** EXCERPT PROVIDED **

--- START ---

Artificial Materials Inspired by a Sea Mollusk Shell and Eyes
Scientists from the Wyss Institute for Biologically Inspired Engineering at Harvard have discovered how a biomineral can generate two mollusk structures as different as the protective shell and the eyes. The study, published in Science, will help to create multifunctional materials.
Material scientists have long been trying to obtain artificial materials with multiple functions, but they don’t understand the theoretical basis of the phenomenon. Dr. Joanna Aizenberg, based on her studies of the brittlestar mineral skeleton and visual organs, hypothesized that she could deduct those principles from multifunctional biomaterials. With that intention, a multidisciplinary team was formed to study the chiton Acanthopleura granulata. This animal has hundreds of eyes made from a not organic material, aragonite, the same material that makes up its shell. The eyes allow the sea mollusk to detect predators through changes in light.

--- END ---

** INFORMATION SHOWN **

--- START ---

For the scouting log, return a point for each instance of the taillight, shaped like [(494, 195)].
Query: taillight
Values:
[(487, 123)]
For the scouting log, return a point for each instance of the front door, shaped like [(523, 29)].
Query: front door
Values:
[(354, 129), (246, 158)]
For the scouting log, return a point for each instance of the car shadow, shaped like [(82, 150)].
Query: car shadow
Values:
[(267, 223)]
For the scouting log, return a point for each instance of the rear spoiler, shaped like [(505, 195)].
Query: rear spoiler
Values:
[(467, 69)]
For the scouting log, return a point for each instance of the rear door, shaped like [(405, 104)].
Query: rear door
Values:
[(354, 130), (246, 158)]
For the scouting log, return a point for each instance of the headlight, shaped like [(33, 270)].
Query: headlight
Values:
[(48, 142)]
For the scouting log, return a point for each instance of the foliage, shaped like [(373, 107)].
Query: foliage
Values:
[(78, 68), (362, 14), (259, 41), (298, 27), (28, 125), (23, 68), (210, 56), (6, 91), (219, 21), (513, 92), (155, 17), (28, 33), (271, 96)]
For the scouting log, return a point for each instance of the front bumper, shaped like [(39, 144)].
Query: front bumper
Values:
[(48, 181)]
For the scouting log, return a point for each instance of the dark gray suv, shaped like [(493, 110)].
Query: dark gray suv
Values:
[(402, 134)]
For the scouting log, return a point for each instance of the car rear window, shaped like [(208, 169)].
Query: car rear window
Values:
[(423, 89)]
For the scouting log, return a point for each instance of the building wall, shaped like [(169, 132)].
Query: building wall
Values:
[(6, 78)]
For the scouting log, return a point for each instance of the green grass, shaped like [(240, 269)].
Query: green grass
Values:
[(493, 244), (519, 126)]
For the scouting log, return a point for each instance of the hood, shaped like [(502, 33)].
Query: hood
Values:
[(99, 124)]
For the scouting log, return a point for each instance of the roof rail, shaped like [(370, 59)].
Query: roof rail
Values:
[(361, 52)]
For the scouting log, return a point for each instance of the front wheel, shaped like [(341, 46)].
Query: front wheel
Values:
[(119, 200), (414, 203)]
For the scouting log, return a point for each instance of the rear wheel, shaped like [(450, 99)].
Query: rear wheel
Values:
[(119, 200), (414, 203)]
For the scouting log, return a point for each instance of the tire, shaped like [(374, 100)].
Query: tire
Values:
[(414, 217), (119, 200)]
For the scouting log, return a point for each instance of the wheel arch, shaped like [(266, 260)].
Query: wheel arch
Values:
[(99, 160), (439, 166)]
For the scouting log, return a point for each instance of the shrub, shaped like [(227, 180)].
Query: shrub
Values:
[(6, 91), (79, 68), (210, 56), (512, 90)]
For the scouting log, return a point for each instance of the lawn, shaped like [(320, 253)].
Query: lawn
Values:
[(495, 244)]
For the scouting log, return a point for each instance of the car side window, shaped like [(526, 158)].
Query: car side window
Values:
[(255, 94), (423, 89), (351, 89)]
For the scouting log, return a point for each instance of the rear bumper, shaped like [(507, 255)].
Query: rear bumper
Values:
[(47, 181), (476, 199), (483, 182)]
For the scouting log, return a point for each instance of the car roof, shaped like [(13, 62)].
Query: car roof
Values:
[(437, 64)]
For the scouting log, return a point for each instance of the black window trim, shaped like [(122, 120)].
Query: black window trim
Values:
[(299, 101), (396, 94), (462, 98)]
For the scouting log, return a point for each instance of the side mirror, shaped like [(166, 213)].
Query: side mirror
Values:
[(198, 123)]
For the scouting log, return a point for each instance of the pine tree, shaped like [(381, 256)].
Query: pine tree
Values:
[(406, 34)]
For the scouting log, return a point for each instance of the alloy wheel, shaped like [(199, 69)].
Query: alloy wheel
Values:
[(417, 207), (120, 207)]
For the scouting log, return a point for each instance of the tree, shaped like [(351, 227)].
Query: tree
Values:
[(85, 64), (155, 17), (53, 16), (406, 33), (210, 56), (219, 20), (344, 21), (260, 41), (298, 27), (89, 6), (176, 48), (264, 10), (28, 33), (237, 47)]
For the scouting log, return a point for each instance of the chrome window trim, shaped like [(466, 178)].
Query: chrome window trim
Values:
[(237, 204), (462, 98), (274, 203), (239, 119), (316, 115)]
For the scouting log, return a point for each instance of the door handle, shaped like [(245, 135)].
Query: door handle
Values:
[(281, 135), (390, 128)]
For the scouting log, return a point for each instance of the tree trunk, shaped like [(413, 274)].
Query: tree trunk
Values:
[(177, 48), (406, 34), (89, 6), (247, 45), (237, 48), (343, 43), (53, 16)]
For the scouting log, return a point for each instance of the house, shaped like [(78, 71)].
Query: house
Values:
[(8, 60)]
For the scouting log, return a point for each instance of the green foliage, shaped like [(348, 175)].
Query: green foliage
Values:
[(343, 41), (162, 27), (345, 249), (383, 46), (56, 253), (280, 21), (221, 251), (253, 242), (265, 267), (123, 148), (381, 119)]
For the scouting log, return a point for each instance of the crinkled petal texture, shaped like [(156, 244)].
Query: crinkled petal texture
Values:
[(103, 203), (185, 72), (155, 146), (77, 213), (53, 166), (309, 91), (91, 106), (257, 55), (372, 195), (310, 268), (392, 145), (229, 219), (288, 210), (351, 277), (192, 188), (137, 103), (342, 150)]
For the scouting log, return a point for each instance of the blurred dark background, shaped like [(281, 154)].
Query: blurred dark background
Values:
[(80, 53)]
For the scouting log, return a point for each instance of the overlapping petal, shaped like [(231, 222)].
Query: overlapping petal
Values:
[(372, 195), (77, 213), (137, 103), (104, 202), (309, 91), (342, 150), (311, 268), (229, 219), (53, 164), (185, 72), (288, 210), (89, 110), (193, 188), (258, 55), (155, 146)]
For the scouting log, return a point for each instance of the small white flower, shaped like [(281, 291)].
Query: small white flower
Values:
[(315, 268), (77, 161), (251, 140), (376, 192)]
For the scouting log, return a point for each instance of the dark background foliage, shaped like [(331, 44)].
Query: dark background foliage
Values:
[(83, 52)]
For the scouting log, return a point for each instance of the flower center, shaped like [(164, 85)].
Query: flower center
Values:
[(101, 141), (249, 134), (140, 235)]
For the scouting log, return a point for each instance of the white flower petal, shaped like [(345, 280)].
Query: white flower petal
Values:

--- END ---

** PROBLEM DETAILS **
Can you pick up the text on the chiton's shell and eyes right after its last sentence and keep it going? The records were taken from a separate source.

** RESULT OF THIS TASK **
Biomimetic materials developed following nature´s cues
Performing microscopy and high-resolution X-ray microtomography experiments, the research team unraveled the 3D structure of the chiton´s eye. It has a cornea, a lens and photoreceptive cells. Aragonite crystals, bigger than the ones in the shell, form the lens, and are aligned to concentrate light in a retina-like point. The researchers discovered that the eyes appeared later than the shell, with a necessary trade off among material properties. Because of the different properties favored, the eyes are more vulnerable than the shell, so evolution dictated their small size and relatively protected localization.
These materials are a valuable source of information on how to design materials with different functions, an advance for the development of biomimetic materials. For example, a house could be built from a robust material that could also generate lenses to regulate light and temperature inside.
The study paves the way for the design of synthetic materials that can bring new solutions for industrial and medical applications.